» **WRITTEN EXERCISE 1**: Write out the passage from the tribunal decision from "(1) The Governor" up to and including "to this Act.", keeping every word unchanged.

» **PROVIDED TEXT**:
^^^^^^^^
19 Mr Sharpe contends that at the time he filled out the licence application, he could not have been aware that the company was going to be placed in liquidation. This was because he could not predict that WorkCover would take the approach that it did, and retrospectively deem certain contractors to be employees. Accordingly, Mr Sharpe’s failure to declare this issue should not be regarded as a defect in character. Rather, it should be seen as reasonably normal conduct.

20 Mr Sharpe also asks the Tribunal to note that a moratorium was subsequently put in place in relation to workers compensation payments and the definition of a 'deemed employee' for this purpose.

21 Dr. Doyle, Solicitor for the Company, argues that subclause 25(1)(xii) of the Regulation is ultra vires and therefore cannot be applied to prevent the issue of the licence sought. In essence, the argument presented is that the Regulations are inconsistent with the Act. The power to make regulations is found in section 140 of the Act. In part, that section states:

            “140 Regulations

            (1) The Governor may make regulations, not inconsistent with this Act, for or with respect to any matter that by this Act is required or permitted to be prescribed or that is necessary or convenient to be prescribed for carrying out or giving effect to this Act.
^^^^^^^^
» **LISTING**:
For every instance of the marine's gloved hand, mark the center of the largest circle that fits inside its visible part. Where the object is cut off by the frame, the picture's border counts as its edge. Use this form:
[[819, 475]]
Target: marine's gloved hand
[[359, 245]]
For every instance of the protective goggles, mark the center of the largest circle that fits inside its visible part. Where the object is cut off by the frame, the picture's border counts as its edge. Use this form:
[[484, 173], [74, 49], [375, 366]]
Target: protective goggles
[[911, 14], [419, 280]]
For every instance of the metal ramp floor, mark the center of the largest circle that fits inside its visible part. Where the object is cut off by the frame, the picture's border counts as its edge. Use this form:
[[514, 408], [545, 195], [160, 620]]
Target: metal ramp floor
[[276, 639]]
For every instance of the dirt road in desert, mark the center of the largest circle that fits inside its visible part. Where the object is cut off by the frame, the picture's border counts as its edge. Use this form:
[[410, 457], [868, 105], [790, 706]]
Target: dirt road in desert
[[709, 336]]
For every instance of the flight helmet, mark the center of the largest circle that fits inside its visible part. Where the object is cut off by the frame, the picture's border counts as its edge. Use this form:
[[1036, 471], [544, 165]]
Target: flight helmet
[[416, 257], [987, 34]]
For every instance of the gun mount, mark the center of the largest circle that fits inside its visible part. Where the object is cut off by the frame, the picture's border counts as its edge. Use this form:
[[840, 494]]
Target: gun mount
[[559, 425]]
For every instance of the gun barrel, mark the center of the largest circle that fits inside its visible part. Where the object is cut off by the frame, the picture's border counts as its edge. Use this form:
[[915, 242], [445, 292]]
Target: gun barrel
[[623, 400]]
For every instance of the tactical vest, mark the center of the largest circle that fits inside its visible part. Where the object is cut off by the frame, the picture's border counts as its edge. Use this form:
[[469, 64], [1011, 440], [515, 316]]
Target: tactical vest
^^^^^^^^
» **WRITTEN EXERCISE 2**: Extract the lines of the records from the line with "For every instance of the flight" up to and including the line with "[[416, 257], [987, 34]]", reproducing them unchanged.

» **CORRECT ANSWER 1**:
(1) The Governor may make regulations, not inconsistent with this Act, for or with respect to any matter that by this Act is required or permitted to be prescribed or that is necessary or convenient to be prescribed for carrying out or giving effect to this Act.

» **CORRECT ANSWER 2**:
For every instance of the flight helmet, mark the center of the largest circle that fits inside its visible part. Where the object is cut off by the frame, the picture's border counts as its edge. Use this form:
[[1036, 471], [544, 165]]
Target: flight helmet
[[416, 257], [987, 34]]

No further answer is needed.